▶ _Description of the task_: Please recast the stretch from the line containing "Where can you find the monkey's lip" through the end of the items as a Markdown table with the columns Row and Text, one numbered row per line, leaving out blank lines.

▶ _Data listing_:
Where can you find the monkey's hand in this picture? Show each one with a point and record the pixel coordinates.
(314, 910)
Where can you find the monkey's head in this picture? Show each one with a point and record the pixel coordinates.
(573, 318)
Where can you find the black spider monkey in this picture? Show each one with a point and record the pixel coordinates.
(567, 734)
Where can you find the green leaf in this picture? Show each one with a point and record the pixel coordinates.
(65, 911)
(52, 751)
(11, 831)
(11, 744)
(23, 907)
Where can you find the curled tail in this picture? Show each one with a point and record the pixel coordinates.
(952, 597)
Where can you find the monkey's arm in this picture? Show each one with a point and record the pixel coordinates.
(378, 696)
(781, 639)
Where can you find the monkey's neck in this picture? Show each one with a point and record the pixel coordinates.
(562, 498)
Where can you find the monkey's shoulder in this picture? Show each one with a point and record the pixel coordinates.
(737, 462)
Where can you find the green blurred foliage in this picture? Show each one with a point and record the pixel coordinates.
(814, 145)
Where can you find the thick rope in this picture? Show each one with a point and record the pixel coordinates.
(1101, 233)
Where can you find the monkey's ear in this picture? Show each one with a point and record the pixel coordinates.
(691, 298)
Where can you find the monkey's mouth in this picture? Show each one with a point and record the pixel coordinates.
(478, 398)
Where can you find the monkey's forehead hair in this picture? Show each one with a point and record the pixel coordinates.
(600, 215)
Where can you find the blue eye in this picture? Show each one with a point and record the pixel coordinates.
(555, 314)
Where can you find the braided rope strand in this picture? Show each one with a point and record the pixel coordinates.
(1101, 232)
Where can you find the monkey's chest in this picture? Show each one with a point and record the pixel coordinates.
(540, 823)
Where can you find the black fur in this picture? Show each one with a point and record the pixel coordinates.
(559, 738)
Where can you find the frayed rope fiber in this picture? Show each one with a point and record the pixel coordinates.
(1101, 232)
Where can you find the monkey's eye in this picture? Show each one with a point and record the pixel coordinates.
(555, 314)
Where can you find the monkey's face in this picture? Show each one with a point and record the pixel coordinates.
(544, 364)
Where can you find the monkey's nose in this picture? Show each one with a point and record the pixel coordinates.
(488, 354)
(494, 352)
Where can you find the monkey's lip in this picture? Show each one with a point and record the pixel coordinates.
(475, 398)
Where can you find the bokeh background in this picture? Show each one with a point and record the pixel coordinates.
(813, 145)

▶ _Exercise answer_:
| Row | Text |
|---|---|
| 1 | Where can you find the monkey's lip in this picture? Show each one with a point and record the pixel coordinates. |
| 2 | (475, 398) |
| 3 | Where can you find the bokeh background in this picture? Show each one with a point and record the pixel coordinates. |
| 4 | (813, 145) |